> YOUR OBJECTIVE
Copy out each of the following lines exactly, covering all the records.

Extracted data entries:
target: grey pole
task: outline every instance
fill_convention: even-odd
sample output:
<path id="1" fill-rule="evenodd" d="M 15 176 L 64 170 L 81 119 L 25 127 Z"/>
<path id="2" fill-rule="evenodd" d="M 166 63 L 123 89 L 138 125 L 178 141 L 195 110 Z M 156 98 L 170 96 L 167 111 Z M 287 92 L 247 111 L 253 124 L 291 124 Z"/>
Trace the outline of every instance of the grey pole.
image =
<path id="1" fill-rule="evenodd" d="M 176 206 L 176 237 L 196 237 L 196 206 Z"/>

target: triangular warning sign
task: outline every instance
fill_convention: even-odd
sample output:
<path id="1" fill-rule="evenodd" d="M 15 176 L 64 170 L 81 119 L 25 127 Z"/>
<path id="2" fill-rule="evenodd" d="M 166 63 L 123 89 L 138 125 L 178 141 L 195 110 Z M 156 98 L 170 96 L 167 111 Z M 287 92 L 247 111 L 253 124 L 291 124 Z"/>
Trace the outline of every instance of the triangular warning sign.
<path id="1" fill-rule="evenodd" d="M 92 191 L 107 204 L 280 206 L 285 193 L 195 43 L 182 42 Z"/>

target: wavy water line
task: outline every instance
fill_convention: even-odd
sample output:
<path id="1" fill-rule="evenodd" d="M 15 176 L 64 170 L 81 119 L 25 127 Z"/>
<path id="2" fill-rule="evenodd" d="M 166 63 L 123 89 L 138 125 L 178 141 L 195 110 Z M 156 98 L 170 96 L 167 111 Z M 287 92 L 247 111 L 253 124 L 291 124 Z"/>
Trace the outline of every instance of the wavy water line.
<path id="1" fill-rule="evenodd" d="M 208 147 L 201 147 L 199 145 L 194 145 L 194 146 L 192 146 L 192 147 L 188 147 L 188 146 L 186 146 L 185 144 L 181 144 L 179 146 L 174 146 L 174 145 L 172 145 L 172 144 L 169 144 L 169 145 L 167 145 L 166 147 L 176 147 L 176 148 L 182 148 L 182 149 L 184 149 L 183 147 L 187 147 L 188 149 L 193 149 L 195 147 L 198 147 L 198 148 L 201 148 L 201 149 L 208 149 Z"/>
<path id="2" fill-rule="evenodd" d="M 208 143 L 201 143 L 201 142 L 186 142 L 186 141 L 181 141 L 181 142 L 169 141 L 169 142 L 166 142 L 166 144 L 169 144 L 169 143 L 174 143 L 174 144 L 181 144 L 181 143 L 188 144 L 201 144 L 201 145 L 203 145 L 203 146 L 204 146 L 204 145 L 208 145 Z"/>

> FULL OUTPUT
target: grey pole
task: outline every instance
fill_convention: even-odd
sample output:
<path id="1" fill-rule="evenodd" d="M 15 176 L 64 170 L 81 119 L 25 127 Z"/>
<path id="2" fill-rule="evenodd" d="M 166 63 L 123 89 L 138 125 L 178 141 L 195 110 Z M 156 98 L 170 96 L 167 111 Z M 287 92 L 247 111 L 253 124 L 291 124 Z"/>
Trace the outline of every instance of the grey pole.
image =
<path id="1" fill-rule="evenodd" d="M 176 206 L 176 237 L 196 237 L 196 206 Z"/>

target: triangular warning sign
task: outline every instance
fill_convention: even-odd
sample output:
<path id="1" fill-rule="evenodd" d="M 15 176 L 64 170 L 81 119 L 25 127 Z"/>
<path id="2" fill-rule="evenodd" d="M 166 63 L 123 89 L 138 125 L 178 141 L 195 110 Z M 156 98 L 170 96 L 167 111 Z M 287 92 L 247 111 L 253 124 L 291 124 Z"/>
Trace the outline of every instance of the triangular warning sign.
<path id="1" fill-rule="evenodd" d="M 92 191 L 107 204 L 280 206 L 285 193 L 195 43 L 182 42 Z"/>

target: wavy water line
task: outline every instance
fill_convention: even-odd
sample output:
<path id="1" fill-rule="evenodd" d="M 15 176 L 64 170 L 81 119 L 25 127 Z"/>
<path id="2" fill-rule="evenodd" d="M 166 63 L 123 89 L 138 125 L 178 141 L 195 110 Z M 156 98 L 170 96 L 167 111 Z M 287 92 L 247 111 L 253 124 L 291 124 Z"/>
Trace the outline of every instance of the wavy water line.
<path id="1" fill-rule="evenodd" d="M 208 147 L 201 147 L 199 145 L 194 145 L 194 146 L 192 146 L 192 147 L 188 147 L 188 146 L 186 146 L 185 144 L 181 144 L 179 146 L 174 146 L 174 145 L 172 145 L 172 144 L 169 144 L 169 145 L 167 145 L 166 147 L 176 147 L 176 148 L 182 148 L 182 149 L 184 149 L 183 147 L 187 147 L 188 149 L 193 149 L 195 147 L 198 147 L 198 148 L 201 148 L 201 149 L 208 149 Z"/>
<path id="2" fill-rule="evenodd" d="M 208 143 L 201 143 L 201 142 L 186 142 L 186 141 L 181 141 L 181 142 L 169 141 L 169 142 L 166 142 L 166 144 L 169 144 L 169 143 L 174 143 L 174 144 L 181 144 L 181 143 L 188 144 L 201 144 L 201 145 L 203 145 L 203 146 L 204 146 L 204 145 L 208 145 Z"/>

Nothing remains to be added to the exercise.